→ **EXERCISE AIM**
Check every line below for the string "green", and copy the lines that contain it.

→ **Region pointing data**

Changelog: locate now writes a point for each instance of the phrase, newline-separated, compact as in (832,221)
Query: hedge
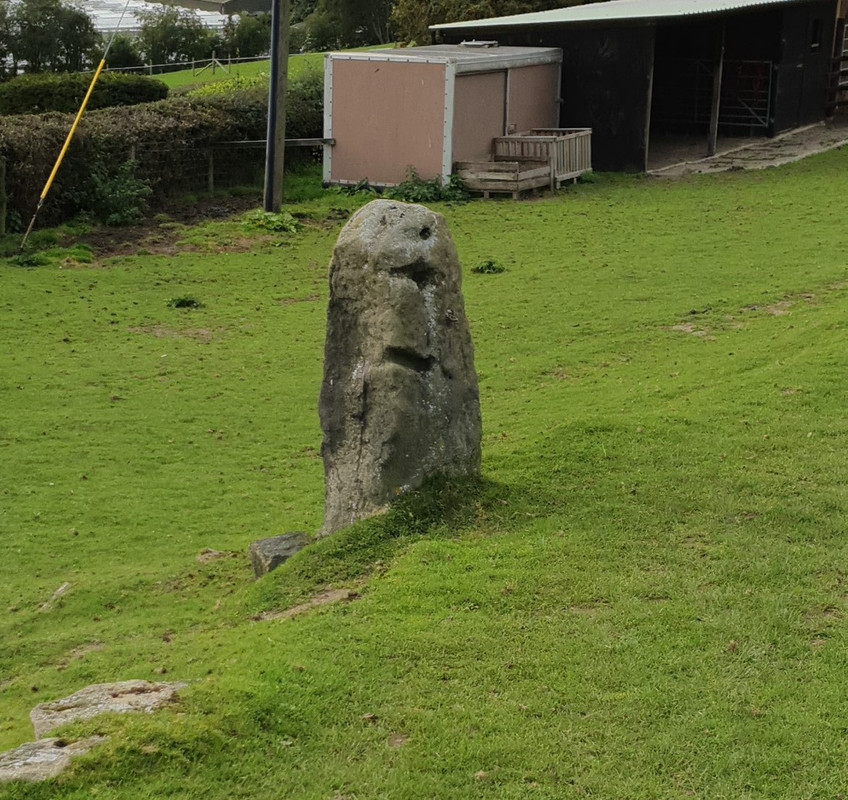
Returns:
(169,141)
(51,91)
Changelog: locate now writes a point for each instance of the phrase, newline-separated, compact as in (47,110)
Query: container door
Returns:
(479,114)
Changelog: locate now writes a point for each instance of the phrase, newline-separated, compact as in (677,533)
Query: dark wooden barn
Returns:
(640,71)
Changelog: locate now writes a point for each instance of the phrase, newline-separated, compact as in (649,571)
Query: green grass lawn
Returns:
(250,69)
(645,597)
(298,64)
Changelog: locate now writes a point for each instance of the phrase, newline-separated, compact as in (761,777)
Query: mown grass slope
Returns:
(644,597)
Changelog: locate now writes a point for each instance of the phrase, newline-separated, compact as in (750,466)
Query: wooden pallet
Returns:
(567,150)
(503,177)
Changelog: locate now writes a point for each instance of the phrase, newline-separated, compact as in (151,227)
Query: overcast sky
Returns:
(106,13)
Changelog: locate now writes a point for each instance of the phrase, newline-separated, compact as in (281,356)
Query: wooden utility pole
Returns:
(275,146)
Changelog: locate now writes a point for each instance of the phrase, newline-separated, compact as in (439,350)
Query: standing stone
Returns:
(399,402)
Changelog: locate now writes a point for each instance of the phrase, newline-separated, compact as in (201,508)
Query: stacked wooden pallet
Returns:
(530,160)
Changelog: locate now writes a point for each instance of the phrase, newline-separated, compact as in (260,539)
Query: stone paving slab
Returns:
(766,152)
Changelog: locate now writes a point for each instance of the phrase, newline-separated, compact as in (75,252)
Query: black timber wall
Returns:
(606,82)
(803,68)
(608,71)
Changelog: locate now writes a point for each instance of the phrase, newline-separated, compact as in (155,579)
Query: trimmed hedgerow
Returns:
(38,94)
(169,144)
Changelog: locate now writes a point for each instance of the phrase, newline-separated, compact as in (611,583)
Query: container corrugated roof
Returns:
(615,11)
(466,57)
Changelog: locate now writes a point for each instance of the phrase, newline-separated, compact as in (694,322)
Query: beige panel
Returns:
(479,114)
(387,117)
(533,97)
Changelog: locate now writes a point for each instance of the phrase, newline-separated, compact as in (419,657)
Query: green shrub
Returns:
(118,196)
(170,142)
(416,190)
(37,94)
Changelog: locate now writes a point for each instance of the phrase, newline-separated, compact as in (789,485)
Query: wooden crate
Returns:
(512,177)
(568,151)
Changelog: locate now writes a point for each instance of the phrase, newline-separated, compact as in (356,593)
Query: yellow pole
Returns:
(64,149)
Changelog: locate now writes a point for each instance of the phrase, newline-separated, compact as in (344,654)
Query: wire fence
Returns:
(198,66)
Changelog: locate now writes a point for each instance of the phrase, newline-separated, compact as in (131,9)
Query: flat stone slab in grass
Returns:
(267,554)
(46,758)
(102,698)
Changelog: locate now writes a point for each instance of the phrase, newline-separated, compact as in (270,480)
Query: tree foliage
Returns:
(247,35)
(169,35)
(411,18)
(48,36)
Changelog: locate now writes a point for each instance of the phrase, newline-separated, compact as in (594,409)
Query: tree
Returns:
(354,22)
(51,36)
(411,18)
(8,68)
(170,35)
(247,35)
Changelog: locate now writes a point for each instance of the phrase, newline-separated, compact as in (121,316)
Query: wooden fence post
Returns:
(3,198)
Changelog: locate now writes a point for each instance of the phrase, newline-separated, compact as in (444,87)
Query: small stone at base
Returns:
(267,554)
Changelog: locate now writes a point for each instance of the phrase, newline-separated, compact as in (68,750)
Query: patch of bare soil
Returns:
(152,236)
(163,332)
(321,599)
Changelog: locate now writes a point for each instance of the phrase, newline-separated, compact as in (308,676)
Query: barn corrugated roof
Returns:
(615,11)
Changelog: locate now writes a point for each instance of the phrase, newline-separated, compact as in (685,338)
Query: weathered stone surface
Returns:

→ **SOLVED EXERCISE**
Query: green grass lawn
Query: green shrub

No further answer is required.